* **What the task asks**: Copy the stretch of the records below, from the line containing "of the black" through the end of the records, replacing "pixel coordinates" with "point coordinates" and changing nothing else. Leave the pictures out of your answer.

* **Records supplied**:
[START]
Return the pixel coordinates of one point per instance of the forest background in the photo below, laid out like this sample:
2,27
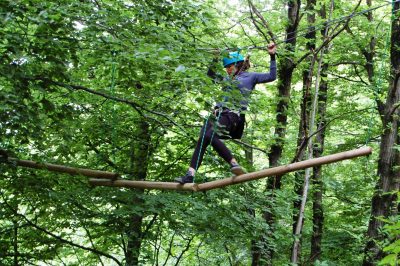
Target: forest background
121,86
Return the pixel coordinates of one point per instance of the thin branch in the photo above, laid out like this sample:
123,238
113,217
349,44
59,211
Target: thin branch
333,36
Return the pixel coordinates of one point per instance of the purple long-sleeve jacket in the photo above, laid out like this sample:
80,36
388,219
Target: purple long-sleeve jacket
239,88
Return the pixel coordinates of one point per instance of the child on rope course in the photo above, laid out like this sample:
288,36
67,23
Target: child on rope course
229,114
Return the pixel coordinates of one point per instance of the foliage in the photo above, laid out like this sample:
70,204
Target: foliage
77,78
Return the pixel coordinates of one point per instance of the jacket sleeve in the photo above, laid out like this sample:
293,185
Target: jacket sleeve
267,77
211,72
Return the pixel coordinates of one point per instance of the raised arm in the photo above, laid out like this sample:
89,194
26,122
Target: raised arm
271,76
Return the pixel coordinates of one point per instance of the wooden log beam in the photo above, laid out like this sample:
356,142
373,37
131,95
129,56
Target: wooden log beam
280,170
143,184
64,169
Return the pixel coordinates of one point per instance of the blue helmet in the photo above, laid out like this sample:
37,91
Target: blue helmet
233,58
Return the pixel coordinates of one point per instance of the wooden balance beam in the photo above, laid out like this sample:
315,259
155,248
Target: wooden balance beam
64,169
280,170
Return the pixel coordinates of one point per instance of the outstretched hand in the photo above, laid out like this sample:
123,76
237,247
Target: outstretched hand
271,48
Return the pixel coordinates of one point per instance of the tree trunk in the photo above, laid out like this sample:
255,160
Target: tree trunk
304,113
318,212
285,72
384,198
318,149
139,160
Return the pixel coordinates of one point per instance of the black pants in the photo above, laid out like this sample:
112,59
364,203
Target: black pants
229,125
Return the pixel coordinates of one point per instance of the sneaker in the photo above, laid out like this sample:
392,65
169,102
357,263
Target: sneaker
188,178
237,169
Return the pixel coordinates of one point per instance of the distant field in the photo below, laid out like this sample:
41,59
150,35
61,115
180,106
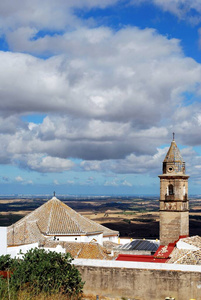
[END]
* **Answer**:
Return the point coordinates of one point per instance of the black pants in the photo above, laid out like this sample:
112,59
364,203
Target: black pants
229,125
Return the point coordinates of one point per instance of the sneaker in the photo above, laid out like this sample:
392,65
169,102
357,263
Target: sneaker
188,178
237,169
Return the point coordinates of one point per instance of the distant field in the photo below, laid out like this sample:
41,59
150,35
61,115
180,106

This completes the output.